**OPDRACHT 1:**
Beantwoord aan de hand van de tekst over Irina Scherbakova:
(a) Hoe begon Irina Scherbakova haar carrière?
(b) Hoeveel jaar eerder dan de ik-persoon deed zij dat werk?
(c) In welk decennium begon de ik-persoon met het werk over de geschiedenis van de Sovjet-Unie?

**TEKST:**
▼▼▼

Ik wil ook speciale dank uitspreken aan Irina Scherbakova, een buitengewoon persoon die haar carrière begon op dezelfde manier als ik de mijne begon: door overlevenden van de Sovjet-goelag te interviewen. Behalve natuurlijk dat zij het twintig jaar vóór mij deed, in een tijd dat het werk van het schrijven van geschiedenis in Rusland gevaarlijk was. Ik had het geluk om mijn werk over de geschiedenis van de Sovjet-Unie in de jaren negentig te beginnen, een tijdperk waarin overlevenden en historici vrij waren om te spreken zoals ze wilden, en waarin het voelde — althans voor sommigen — alsof er een nieuw Rusland kon worden gebouwd op basis van de fundamentele, historische waarheden die Scherbakova en haar collega's onthulden.

▲▲▲

**OPDRACHT 2:** Kun je uit de lijst letterlijk de regels weergeven vanaf de regel met "of the branching" tot en met het einde van de lijst?

**GEGEVENSFRAGMENTEN:**
▼▼▼

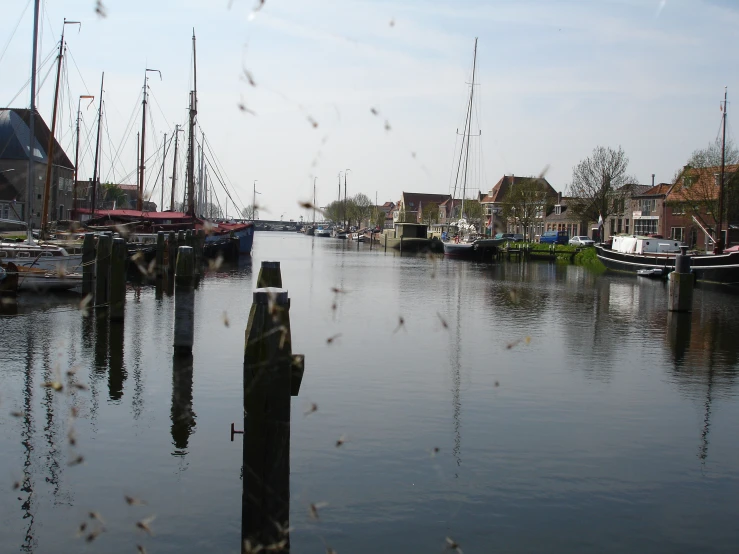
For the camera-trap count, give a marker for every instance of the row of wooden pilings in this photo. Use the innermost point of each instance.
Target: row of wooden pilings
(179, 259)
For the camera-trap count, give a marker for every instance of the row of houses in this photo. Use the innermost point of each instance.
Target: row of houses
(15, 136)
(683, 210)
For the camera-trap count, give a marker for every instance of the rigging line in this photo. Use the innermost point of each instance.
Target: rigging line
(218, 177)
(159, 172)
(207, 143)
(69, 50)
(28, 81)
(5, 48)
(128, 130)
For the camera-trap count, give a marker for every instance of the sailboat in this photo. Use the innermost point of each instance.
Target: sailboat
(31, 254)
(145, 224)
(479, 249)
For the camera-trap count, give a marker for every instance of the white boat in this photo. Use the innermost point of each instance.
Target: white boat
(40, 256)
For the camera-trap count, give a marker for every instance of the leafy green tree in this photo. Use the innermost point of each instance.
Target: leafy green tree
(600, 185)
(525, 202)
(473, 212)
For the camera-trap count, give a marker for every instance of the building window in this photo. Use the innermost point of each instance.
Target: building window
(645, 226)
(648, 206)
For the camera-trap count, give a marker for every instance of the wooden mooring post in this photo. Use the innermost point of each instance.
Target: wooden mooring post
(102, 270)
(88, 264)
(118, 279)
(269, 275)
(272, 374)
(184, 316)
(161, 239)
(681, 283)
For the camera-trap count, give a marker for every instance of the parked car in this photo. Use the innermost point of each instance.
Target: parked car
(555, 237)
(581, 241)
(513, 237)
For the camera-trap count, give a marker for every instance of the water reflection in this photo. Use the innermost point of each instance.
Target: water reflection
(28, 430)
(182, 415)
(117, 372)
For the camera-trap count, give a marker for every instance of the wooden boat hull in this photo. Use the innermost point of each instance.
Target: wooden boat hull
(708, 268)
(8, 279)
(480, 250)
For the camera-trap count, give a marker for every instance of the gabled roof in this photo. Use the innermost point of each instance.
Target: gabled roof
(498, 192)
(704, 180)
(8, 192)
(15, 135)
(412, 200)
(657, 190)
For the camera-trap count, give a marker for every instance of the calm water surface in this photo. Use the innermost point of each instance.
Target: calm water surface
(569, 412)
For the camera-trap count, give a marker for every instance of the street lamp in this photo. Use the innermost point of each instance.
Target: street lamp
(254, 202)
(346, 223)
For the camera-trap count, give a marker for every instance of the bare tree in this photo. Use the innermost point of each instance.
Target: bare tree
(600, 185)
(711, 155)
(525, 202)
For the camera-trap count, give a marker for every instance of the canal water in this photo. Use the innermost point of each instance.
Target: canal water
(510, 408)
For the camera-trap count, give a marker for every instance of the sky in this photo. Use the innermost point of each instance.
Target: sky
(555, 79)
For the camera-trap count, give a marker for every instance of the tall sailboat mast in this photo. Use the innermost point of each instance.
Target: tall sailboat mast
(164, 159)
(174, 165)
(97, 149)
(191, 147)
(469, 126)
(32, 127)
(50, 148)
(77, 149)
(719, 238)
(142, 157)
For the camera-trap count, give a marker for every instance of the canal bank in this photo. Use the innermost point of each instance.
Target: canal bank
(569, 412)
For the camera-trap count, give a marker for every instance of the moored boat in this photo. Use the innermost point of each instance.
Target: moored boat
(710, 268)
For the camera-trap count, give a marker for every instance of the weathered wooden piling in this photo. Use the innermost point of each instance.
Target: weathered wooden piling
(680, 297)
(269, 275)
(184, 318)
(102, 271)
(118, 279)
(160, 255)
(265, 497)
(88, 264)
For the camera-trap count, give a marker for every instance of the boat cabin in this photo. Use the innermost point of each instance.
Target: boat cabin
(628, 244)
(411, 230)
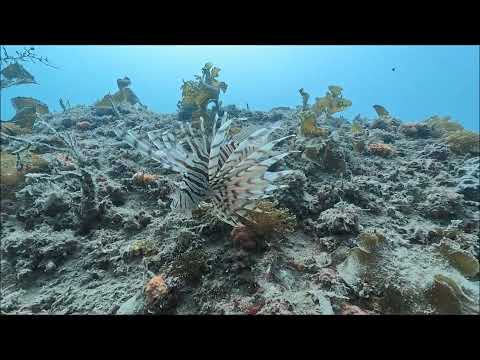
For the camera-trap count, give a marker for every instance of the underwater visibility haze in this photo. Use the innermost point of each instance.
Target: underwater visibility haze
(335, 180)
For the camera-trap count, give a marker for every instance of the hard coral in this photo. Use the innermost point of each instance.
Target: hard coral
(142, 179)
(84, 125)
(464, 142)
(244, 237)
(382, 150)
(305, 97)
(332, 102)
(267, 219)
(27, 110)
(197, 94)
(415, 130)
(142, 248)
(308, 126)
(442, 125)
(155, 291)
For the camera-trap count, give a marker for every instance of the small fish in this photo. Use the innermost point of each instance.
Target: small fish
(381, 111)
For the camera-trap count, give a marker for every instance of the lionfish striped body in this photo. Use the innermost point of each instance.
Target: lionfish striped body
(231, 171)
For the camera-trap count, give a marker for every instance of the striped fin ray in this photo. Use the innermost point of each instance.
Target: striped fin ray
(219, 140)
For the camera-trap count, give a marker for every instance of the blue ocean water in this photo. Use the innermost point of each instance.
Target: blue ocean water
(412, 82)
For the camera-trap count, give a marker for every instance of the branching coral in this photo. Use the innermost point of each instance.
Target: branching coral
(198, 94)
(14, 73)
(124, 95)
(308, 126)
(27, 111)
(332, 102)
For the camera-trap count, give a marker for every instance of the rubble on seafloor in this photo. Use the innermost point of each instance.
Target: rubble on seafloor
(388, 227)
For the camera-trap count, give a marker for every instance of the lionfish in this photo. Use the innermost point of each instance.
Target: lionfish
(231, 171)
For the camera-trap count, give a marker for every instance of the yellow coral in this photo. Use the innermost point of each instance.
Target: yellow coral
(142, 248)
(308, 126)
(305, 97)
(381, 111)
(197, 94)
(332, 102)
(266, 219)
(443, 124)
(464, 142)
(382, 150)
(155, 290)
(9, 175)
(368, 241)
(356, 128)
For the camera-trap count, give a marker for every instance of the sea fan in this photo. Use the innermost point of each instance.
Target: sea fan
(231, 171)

▲▲▲

**UITWERKING 1:**
(a) Door overlevenden van de Sovjet-goelag te interviewen.
(b) Twintig jaar.
(c) In de jaren negentig.

**UITWERKING 2:**
For the camera-trap count, give a marker for every instance of the branching coral in this photo. Use the innermost point of each instance.
Target: branching coral
(198, 94)
(14, 73)
(124, 95)
(308, 126)
(27, 111)
(332, 102)
For the camera-trap count, give a marker for every instance of the rubble on seafloor in this photo. Use the innermost point of each instance.
Target: rubble on seafloor
(388, 227)
For the camera-trap count, give a marker for every instance of the lionfish in this photo. Use the innermost point of each instance.
Target: lionfish
(231, 171)
For the camera-trap count, give a marker for every instance of the yellow coral in this photo. Use the innermost point of each instance.
Target: yellow coral
(142, 248)
(308, 126)
(305, 97)
(381, 111)
(197, 94)
(332, 102)
(266, 219)
(443, 124)
(464, 142)
(382, 150)
(155, 290)
(9, 175)
(368, 241)
(356, 128)
For the camera-trap count, give a marker for every instance of the sea fan in this photo. Use the innermost point of each instance.
Target: sea fan
(231, 171)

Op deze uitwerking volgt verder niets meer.